- _Document segment_
-*-*-
1) These types of investments create long-term economic and safety benefits to an area,
and
2) These types of investments are not developed to provide an economic return to an investor.

It should be noted that the EB-5 investors typically do not enter into the program with the expectation of a market rate return such that they might expect to receive through a more conventional investment that does not offer an immigrant benefit. The rate of return on existing EB-5 investments is typically below market rate: a sign that investors are not participating in the EB-5 program for pecuniary gain. It is the expectation of the grant of permanent residence that makes the program so appealing, not Return on Investment.

Under PII, in exchange for the invested funds not being put at risk, an EB-5 investor would be guaranteed permanent resident status for himself and his family, subject only to criminal, immigration and national security background checks. Further, it would be possible to structure this PII program so that the EB-5 investors would be guaranteed their principal to be returned in full, minus a certain percentage of the investment, perhaps 5% after five years, in exchange for a grant of resident status for themselves and their families.

The benefit to the United States would be that government entities would be paying negative interest on short term loans dedicated to capital improvements.
-*-*-
- _Stated goal_
Rewrite the EB-5 passage from "The benefit to" to "to capital improvements.", replacing "capital improvements" with "infrastructure projects". The data that comes next plays no role here.

- _Supplied information_
-*-*-
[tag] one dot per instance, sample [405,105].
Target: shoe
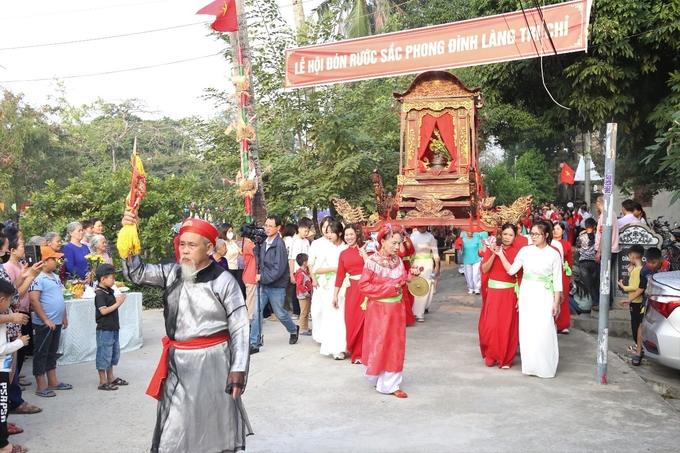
-*-*-
- _Task answer_
The benefit to the United States would be that government entities would be paying negative interest on short term loans dedicated to infrastructure projects.